SELECTED TEXT
+-------+

December 02, 2007
ASHG 2007 abstracts
You can get the 656-page volume of abstracts (pdf) of this year's American Society of Human Genetics meeting. Some titles/abstracts that caught my eye.
A. Rosa et al.
Mitochondrial haplogroup H1 is protective for stroke.
S. Sharma et al.
The Autochthonous Origin and a Tribal Link of Indian Brahmins: Evaluation Through Molecular Genetic Markers
The co-existence and associated genetic evidences for the major rival models: i) recent Central Asian introduction of Indian caste system, ii) rank related west Eurasian admixture, iii) South Asian origin for Indian caste communities, and iv) late Pleistocene heritage of tribal and caste populations, leave the question of the origin of caste system in India hazy and obscure. To resolve the issue, we screened 621 Y-chromosomes (of Brahmins, occupying upper most caste position and Dalits and Tribals with the lower most positions in the Indian caste hierarchical system) with fifty-five Y-chromosomal binary markers and Y-microsatellite markers and compiled a data set of 2809 Y-chromosomes (681 Brahmins, 2128 Tribals and Dalits) for conclusions. Overall, no consistent difference was observed in Y-haplogroups distribution between Brahmins, Dalits and Tribals, except for some differences confined to a given geographical region. A peculiar observation of highest frequency (upto 72.22%) of Y-haplogroups R1a1* in Brahmins, hinted at its presence as a founder lineage for this caste group. The widespread distribution and high frequency across Eurasia and Central Asia of R1a1* as well as scanty representation of its ancestral (R*, R1* and R1a*) and derived lineages across the region has kept the origin of this haplogroup unresolved. The analyses of a pooled dataset of 530 Indians, 224 Pakistanis and 276 Central Asians and Eurasians, bearing R1a1* haplogroup resolved the controversy of origin of R1a1*. The conclusion was drawn on the basis of: i) presence of this haplogroup in many of the tribal populations such as, Saharia (present study) and Chenchu tribe in high frequency, ii) the highest ever reported presence of R1a* (ancestral haplogroup of R1a1*) in Kashmiri Pandits (Brahmins) and Saharia tribe, and iii) associated averaged phylogenetic ages of R1a* (~18,478 years) and R1a1* (~13,768 years) in India. The study supported the autochthonous origin of R1a1 lineage and a tribal link to Indian Brahmins.
Population structure in Sweden - A Y-chromosomal and mitochondrial DNA analysis.

+-------+

SUPPLIED DATA

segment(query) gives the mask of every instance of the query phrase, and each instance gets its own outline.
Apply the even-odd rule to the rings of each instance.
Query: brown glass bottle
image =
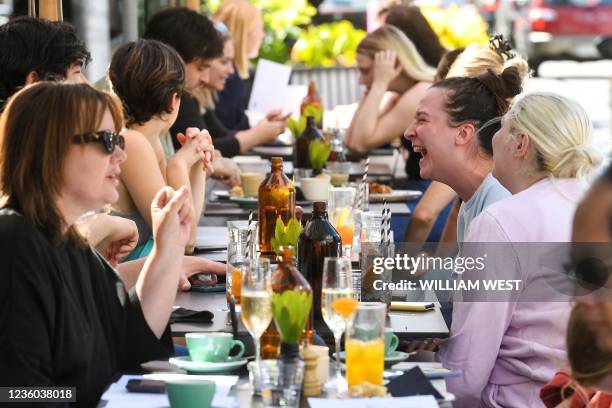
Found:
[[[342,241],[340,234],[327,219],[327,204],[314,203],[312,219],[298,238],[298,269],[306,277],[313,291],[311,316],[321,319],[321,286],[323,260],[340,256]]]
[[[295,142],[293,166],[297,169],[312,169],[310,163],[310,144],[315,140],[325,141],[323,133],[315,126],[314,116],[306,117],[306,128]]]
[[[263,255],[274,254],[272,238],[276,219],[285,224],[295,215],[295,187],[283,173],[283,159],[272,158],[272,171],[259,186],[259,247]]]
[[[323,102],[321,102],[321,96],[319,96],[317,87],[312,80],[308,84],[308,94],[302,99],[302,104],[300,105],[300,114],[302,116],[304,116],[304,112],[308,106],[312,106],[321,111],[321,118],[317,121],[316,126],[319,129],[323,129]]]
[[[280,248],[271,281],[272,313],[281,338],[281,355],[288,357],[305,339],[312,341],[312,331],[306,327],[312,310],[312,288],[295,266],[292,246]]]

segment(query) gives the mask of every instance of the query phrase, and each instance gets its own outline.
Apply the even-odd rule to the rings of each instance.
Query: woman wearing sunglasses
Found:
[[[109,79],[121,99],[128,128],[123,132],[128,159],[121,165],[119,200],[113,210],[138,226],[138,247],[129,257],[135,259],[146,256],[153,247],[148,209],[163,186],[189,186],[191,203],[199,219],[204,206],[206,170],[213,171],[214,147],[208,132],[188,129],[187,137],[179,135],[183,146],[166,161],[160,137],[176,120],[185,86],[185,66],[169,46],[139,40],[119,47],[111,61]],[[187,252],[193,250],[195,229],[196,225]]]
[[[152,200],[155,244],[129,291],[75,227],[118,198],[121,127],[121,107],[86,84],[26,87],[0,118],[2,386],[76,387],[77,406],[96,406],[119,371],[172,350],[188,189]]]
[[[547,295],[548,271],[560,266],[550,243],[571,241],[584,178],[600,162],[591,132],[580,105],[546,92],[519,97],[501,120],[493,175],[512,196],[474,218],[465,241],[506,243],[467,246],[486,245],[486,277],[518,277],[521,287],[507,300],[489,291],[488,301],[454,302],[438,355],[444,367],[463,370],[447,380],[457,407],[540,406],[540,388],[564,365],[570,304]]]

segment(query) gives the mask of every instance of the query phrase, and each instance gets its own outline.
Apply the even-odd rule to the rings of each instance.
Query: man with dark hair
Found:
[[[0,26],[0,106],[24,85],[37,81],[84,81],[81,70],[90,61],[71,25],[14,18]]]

+-------+

TASK PROMPT
Answer these about the post on the ASHG 2007 abstracts:
1. How many pages long is the volume of abstracts?
2. Which mitochondrial haplogroup is named as protective for stroke?
3. How many Y-chromosomes did the Sharma study screen?
You can skip the records. Nothing here depends on them.

ANSWER TO THE EXERCISE
1. 656
2. H1
3. 621